§ 選定本文:
----
宮城県が主導する仙台医療圏4病院の再編構想で、仙台赤十字病院(仙台市太白区)と県立がんセンター(名取市)を統合して名取市に整備する新病院の基本構想が14日、公表された。内科、産科など38診療科を設け、「救急車をすぐに受け入れる」などのコンセプトを掲げる。センターの研究機能は引き継がず、希少がんや難治がんの治療は未定。2030年度の開院を目指す。
病床は400床程度、緩和ケア病棟は設けず
新病院は日本赤十字社が運営。標榜(ひょうぼう)診療科(法令で公に掲げることが認められた科目)の35科に加え、独自に総合診療科、ゲノム診療科、臨床遺伝科の3科も設置する。コンセプトは他に「安心・安全な出産ができる」「最適ながん医療を提供する」「赤十字らしい」の3項目を打ち出す。
病床規模は400床程度。一般病床359床のほか、母体・胎児集中治療室(MFICU)6床、新生児集中治療室(NICU)9床を設け、ハイリスクな出産に対応する総合周産期母子医療センターの機能を仙台赤十字から引き継ぐ。
救急医療は仙台医療圏南部を管轄とする。「断らない2次救急」をうたうが、受け入れ態勢について、県保健福祉部は14日の記者会見で「現時点で明示できるものはない」と述べた。
がん医療は、国が指定する「地域がん診療連携拠点病院」として県内のがん政策に必要な機能を維持する。がんセンターが指定を受けていた、より中核的な役割を果たす「都道府県がん診療連携拠点病院」は県内に東北大病院のみとなる。
がんセンターが現在担う希少がん、難治がんの治療について、県は「勤務医の専門性による部分が大きく、現時点でやるやらないの線引きは難しい」と説明。緩和ケア内科を置く一方、現センターにあるような緩和ケア病棟は設けない。
----
§ 実施する課題:
1. 新病院の基本構想に関する記事から、新病院が掲げるコンセプトをすべて書き出せ。
2. 次の(a)〜(c)が新病院の基本構想に関する記事の内容と合っているかを「はい」か「いいえ」で答え、判断の根拠となる本文の語句をそのまま引用せよ。(a) 新病院は日本赤十字社が運営する。(b) 新病院には緩和ケア病棟が設けられる。(c) 新病院はがんセンターの研究機能を引き継ぐ。
3. 新病院の基本構想に関する記事の最後の文に続けて、その先を書け。
以降の資料は、本文とは関係のない独立したものである。
----
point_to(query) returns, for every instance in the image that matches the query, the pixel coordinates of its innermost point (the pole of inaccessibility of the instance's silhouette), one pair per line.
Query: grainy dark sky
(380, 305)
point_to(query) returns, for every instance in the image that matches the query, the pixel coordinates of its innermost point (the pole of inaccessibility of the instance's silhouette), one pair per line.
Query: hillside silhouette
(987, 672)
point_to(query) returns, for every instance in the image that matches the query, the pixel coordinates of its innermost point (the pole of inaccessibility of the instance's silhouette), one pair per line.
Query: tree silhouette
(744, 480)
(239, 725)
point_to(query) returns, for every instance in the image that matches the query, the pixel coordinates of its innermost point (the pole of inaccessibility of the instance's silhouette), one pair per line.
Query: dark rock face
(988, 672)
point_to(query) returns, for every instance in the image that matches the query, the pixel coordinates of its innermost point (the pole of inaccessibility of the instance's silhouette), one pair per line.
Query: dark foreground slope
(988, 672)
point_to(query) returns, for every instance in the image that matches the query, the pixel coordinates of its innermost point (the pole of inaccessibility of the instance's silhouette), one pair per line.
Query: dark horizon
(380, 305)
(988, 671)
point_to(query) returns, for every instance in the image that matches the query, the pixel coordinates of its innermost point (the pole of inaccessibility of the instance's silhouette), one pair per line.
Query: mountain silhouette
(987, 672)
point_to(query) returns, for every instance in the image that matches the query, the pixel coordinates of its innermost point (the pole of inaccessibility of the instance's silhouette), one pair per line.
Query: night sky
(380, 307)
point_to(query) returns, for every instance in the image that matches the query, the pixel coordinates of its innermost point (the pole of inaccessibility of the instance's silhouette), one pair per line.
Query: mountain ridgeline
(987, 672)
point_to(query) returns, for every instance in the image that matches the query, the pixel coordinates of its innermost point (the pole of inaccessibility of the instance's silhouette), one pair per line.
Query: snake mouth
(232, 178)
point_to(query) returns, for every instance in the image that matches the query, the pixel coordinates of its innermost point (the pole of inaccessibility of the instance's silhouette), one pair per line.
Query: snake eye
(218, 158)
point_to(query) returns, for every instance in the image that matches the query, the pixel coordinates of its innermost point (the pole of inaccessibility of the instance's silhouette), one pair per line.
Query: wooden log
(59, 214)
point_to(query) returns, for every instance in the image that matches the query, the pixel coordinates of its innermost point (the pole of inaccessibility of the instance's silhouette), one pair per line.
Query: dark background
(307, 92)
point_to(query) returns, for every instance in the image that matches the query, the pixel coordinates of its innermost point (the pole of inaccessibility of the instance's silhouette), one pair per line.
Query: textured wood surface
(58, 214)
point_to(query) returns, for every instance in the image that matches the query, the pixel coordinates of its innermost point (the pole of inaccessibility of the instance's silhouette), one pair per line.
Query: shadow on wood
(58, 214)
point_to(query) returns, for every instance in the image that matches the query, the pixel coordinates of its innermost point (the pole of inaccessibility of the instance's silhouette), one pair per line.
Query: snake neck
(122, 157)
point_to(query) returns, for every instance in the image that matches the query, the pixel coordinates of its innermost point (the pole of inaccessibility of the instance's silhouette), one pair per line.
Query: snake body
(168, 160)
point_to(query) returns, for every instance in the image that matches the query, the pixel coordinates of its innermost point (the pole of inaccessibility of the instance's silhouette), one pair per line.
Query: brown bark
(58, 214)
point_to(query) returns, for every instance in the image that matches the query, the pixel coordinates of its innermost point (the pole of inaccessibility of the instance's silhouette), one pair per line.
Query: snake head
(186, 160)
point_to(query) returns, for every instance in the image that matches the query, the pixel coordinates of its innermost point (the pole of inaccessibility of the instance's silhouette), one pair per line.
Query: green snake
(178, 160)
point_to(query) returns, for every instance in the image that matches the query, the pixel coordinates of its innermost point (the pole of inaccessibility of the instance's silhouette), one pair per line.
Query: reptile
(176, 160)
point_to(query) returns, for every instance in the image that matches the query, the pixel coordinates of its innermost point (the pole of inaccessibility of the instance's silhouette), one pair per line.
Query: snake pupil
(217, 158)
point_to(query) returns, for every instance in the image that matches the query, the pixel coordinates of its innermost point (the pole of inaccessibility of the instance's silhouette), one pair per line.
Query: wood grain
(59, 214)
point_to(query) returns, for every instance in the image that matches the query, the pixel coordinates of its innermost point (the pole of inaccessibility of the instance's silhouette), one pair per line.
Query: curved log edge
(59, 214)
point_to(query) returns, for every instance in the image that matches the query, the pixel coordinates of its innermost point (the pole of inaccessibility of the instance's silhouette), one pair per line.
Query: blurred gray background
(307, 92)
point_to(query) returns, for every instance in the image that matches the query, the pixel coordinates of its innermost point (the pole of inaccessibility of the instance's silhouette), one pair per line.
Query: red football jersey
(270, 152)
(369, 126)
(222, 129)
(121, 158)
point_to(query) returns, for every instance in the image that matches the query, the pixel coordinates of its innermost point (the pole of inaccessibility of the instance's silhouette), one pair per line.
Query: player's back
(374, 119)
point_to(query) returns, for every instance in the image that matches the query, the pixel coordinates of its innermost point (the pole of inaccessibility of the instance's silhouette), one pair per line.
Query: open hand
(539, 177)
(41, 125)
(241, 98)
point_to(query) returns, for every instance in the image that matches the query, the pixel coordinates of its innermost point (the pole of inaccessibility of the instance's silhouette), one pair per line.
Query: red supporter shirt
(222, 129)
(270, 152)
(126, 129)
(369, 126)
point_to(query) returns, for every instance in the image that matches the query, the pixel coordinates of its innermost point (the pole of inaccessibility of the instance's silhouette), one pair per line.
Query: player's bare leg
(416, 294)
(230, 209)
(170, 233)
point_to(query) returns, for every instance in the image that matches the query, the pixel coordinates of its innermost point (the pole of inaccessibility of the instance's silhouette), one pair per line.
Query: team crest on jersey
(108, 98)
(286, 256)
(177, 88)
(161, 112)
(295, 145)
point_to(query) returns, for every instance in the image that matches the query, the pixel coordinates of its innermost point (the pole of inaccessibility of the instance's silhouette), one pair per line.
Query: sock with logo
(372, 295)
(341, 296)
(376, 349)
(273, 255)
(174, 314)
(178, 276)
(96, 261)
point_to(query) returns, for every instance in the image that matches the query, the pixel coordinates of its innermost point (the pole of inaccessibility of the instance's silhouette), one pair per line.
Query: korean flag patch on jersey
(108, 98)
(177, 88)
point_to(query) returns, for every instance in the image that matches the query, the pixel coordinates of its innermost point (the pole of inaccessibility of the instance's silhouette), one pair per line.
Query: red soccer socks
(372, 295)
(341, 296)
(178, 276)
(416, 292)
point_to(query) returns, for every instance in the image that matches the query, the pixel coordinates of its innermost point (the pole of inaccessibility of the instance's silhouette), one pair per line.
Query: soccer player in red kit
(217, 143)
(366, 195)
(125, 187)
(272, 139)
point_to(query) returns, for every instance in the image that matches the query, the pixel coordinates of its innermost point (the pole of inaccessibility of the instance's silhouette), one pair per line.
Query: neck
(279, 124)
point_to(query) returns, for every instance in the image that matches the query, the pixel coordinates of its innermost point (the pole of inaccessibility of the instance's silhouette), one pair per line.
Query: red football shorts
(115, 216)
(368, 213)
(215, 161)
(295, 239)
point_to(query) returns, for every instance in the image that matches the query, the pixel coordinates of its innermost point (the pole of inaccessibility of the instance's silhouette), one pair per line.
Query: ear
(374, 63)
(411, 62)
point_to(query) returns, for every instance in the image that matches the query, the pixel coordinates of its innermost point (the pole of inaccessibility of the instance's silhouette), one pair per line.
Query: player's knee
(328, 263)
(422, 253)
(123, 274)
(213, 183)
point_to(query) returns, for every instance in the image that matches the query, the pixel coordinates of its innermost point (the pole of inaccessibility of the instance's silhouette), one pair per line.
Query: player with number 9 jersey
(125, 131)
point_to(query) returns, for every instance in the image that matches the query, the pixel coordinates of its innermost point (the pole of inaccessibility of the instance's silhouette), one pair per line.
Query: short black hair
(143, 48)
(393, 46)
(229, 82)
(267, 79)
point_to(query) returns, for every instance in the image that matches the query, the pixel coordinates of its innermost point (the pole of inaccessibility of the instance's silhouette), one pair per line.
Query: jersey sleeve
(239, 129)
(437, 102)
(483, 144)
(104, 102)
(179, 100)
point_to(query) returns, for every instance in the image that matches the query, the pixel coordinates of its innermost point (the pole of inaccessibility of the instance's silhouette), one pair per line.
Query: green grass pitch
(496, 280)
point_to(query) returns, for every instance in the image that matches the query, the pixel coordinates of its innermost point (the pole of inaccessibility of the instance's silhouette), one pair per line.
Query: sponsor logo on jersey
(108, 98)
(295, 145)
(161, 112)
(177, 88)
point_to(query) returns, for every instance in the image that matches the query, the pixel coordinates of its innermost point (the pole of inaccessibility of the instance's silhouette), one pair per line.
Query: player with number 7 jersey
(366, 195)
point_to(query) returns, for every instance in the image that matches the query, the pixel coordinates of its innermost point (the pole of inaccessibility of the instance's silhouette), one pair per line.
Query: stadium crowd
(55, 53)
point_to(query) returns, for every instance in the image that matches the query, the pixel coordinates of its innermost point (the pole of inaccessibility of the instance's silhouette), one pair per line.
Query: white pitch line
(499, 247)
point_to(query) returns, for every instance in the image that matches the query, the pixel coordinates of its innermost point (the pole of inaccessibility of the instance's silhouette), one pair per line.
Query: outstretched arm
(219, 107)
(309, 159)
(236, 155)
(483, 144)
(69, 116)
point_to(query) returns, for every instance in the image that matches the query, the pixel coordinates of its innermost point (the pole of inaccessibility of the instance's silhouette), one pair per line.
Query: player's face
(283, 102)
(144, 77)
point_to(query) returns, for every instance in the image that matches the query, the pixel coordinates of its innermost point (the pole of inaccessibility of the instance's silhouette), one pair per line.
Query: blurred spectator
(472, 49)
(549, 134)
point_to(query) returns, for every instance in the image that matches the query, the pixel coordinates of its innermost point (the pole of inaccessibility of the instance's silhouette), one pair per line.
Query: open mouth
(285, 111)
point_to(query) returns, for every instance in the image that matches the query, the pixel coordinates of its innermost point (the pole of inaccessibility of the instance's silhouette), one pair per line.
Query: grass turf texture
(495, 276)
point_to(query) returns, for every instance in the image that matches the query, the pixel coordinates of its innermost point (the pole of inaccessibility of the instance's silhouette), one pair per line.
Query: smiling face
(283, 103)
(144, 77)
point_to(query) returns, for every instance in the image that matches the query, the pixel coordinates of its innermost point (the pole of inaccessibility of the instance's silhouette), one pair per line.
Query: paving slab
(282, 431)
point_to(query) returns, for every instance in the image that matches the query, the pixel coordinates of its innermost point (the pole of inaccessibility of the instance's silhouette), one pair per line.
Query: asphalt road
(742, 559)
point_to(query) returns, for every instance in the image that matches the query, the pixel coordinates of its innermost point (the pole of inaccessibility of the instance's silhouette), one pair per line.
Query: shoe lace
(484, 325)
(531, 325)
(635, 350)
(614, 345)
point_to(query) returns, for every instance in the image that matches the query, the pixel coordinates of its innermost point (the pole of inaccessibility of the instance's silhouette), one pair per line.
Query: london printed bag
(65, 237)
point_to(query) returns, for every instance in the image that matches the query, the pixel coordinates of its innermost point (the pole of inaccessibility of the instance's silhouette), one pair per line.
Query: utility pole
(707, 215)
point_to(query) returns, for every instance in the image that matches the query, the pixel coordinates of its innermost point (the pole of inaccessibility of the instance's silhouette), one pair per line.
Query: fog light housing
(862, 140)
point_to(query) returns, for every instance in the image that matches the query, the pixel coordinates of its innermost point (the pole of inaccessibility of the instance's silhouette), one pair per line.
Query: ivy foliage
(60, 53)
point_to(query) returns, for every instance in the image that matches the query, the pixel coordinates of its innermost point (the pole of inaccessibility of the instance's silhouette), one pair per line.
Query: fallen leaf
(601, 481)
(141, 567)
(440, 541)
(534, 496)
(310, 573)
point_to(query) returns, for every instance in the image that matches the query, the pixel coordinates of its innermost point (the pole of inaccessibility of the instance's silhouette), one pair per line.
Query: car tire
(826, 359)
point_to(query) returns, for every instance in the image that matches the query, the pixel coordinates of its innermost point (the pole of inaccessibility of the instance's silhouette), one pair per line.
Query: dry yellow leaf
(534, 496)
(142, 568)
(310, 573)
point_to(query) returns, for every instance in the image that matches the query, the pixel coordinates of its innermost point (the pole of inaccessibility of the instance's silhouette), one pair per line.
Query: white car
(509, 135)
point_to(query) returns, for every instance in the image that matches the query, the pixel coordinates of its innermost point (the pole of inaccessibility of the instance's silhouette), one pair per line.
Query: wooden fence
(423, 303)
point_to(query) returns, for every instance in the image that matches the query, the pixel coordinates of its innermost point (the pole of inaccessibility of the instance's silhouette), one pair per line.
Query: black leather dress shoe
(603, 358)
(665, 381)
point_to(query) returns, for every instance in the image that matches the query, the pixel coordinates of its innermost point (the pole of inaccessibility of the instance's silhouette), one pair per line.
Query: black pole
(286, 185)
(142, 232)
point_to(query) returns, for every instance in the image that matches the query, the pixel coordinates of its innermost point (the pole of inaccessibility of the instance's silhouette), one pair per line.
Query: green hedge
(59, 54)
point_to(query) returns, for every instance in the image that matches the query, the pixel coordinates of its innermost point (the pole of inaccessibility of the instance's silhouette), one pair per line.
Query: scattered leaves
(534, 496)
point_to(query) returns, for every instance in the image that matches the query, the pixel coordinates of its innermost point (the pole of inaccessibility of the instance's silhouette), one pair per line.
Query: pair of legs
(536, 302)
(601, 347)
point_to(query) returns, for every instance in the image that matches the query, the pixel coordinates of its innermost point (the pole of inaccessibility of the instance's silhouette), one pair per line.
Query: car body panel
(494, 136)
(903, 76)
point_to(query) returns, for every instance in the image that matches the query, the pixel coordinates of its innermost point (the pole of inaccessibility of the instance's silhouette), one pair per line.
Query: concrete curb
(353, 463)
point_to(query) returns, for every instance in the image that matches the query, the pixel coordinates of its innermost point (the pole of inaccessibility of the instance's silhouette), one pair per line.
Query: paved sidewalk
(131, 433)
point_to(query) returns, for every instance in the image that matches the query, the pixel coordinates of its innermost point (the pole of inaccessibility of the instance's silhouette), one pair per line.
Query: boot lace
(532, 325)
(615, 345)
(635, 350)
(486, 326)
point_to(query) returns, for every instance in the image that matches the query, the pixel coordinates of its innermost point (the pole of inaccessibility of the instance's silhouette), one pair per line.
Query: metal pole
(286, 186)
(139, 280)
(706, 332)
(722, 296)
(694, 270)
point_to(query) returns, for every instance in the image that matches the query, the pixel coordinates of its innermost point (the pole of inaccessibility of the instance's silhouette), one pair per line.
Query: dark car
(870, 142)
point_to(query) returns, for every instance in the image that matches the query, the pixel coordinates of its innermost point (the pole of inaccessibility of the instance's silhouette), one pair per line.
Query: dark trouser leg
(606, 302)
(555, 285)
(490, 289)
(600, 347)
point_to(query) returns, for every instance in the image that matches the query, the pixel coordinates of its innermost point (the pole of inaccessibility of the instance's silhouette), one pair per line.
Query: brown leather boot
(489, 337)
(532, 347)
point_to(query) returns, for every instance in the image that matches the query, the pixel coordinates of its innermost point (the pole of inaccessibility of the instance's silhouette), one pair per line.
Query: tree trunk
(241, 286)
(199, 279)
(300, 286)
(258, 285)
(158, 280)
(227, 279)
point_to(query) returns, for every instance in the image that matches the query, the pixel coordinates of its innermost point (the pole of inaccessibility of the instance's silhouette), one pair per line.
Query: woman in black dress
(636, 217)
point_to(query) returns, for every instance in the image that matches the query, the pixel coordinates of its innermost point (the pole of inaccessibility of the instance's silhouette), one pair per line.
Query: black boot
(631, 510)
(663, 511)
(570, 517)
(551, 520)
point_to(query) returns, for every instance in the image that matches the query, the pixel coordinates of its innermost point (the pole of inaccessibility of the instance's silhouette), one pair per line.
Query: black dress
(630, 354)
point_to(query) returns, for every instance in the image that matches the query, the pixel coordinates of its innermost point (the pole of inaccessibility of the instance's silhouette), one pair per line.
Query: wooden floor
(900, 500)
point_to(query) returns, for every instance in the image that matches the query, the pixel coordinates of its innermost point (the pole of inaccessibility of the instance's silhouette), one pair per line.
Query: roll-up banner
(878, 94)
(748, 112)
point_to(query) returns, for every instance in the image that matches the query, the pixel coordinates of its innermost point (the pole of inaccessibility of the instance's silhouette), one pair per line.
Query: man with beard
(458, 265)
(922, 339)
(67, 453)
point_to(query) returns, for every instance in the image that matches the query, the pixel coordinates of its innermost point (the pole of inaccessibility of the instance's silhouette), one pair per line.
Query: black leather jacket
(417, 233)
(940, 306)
----
§ 課題ごとの解答:
1.
・救急車をすぐに受け入れる
・安心・安全な出産ができる
・最適ながん医療を提供する
・赤十字らしい

2.
(a) はい 「新病院は日本赤十字社が運営。」
(b) いいえ 「現センターにあるような緩和ケア病棟は設けない」
(c) いいえ 「センターの研究機能は引き継がず」

3.
職員数は850人程度を想定する。仙台赤十字とがんセンターでは正職員計1046人、嘱託職員など計217人が働いており(4月1日現在)、今後、意向調査が行われる見通し。
名取市長が支援表明「運営補助が必要」
仙台赤十字病院(仙台市太白区)と県立がんセンター(名取市)の統合新病院を名取市に整備する基本構想が示されたのを受け、山田司郎市長は14日、市役所で記者会見し「開院へさらに前進した」と準備を急ぐ考えを示した。市が新病院に運営補助金を拠出する考えも明らかにし「運営支援は持続可能な病院経営に必要だ。他病院への支援を参考にしたい」と述べた。
名取、岩沼、亘理、山元2市2町は2017年度から、2次救急医療を担う総合南東北病院(岩沼市)に運営補助金を拠出する。名取市は24年度予算で1711万円を確保し、支出の一部が国の特別交付税で措置される。市はこれを先例に新病院支援を検討する。
市は9月、新病院建設地となる植松入生地区4万7780平方メートルの取得費19億9000万円を用意。本年度中に地権者のNTT東日本から取得し、新病院側に無償貸与する。病院周辺の道路整備も進める。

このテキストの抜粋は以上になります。